*JOB*.
Rewrite all of the material below with "your help would be valued" switched to "I would appreciate it" and everything else unchanged. Leave the pictures out.

*SUPPLIED DATA*.

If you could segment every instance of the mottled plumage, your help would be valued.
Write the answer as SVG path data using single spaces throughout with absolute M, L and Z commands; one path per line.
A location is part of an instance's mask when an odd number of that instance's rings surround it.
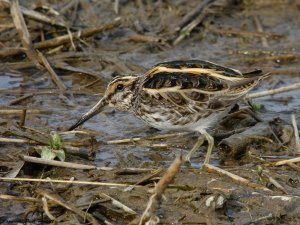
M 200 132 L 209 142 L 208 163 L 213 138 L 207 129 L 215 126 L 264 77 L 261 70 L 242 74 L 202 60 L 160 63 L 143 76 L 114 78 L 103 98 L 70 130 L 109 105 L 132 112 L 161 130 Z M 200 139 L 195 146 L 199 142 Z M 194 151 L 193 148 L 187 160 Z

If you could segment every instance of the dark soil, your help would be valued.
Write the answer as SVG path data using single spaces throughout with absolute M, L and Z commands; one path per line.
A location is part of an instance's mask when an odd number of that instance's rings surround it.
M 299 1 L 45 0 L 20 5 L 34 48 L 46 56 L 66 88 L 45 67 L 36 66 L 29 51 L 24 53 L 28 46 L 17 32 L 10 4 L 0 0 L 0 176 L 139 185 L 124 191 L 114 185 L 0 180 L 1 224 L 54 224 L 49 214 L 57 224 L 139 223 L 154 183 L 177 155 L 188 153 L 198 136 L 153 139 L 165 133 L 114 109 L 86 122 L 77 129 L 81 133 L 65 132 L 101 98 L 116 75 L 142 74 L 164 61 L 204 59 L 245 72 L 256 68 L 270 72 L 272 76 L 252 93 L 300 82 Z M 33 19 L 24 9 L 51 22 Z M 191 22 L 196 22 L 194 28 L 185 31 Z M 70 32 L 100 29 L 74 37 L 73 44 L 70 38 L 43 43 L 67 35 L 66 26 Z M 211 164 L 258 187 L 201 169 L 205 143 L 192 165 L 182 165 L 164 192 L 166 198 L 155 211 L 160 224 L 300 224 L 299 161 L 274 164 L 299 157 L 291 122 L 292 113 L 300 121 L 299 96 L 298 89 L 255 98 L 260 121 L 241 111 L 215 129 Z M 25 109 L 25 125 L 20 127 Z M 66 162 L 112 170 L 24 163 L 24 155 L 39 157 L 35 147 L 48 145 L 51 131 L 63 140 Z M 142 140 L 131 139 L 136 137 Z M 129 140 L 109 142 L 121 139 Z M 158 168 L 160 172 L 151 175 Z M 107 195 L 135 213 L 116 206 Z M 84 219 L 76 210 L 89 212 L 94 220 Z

*OUTPUT*.
If you could segment every instance of the mottled plumage, I would appreciate it.
Write the answer as SVG path data using single spaces throughout with absolute M, L and Z commands; one path per line.
A location is part of an instance's mask when an odd number of that instance's rings surround it.
M 200 132 L 209 142 L 208 163 L 213 138 L 207 129 L 215 126 L 264 77 L 261 70 L 242 74 L 202 60 L 160 63 L 143 76 L 114 78 L 103 98 L 70 130 L 109 105 L 132 112 L 161 130 Z M 200 139 L 195 146 L 199 142 Z M 194 151 L 193 148 L 187 160 Z

If you could segment every instance of the dark soil, I would appreciate it.
Write the answer as SVG path data using single spaces throughout with absolute M, L and Z commands; one path per line.
A location is part of an instance's mask when an odd number of that instance's rings surround it.
M 299 1 L 45 0 L 20 5 L 34 48 L 46 56 L 66 88 L 45 67 L 36 66 L 29 51 L 24 53 L 28 46 L 17 32 L 10 4 L 0 0 L 0 176 L 139 185 L 124 191 L 114 185 L 0 180 L 1 224 L 54 224 L 49 214 L 57 224 L 139 223 L 154 183 L 177 155 L 188 153 L 198 136 L 153 139 L 165 133 L 114 109 L 86 122 L 77 129 L 81 133 L 65 132 L 101 98 L 116 75 L 142 74 L 164 61 L 204 59 L 245 72 L 256 68 L 270 72 L 272 76 L 252 93 L 300 82 Z M 33 19 L 24 9 L 51 22 Z M 191 22 L 196 22 L 194 28 L 185 31 Z M 70 32 L 100 29 L 74 37 L 73 44 L 70 38 L 43 43 L 67 35 L 66 26 Z M 211 164 L 258 187 L 201 169 L 205 143 L 192 165 L 182 165 L 164 192 L 166 198 L 155 211 L 160 224 L 300 224 L 299 161 L 274 164 L 299 157 L 291 122 L 292 113 L 300 121 L 299 96 L 298 89 L 255 98 L 260 121 L 241 111 L 215 129 Z M 25 109 L 25 125 L 20 127 Z M 66 162 L 112 170 L 24 163 L 24 155 L 39 157 L 35 147 L 48 145 L 51 131 L 63 140 Z M 142 140 L 131 139 L 136 137 Z M 129 140 L 109 142 L 121 139 Z M 158 168 L 160 172 L 151 175 Z M 107 195 L 135 213 L 116 206 Z M 84 219 L 76 210 L 89 212 L 94 220 Z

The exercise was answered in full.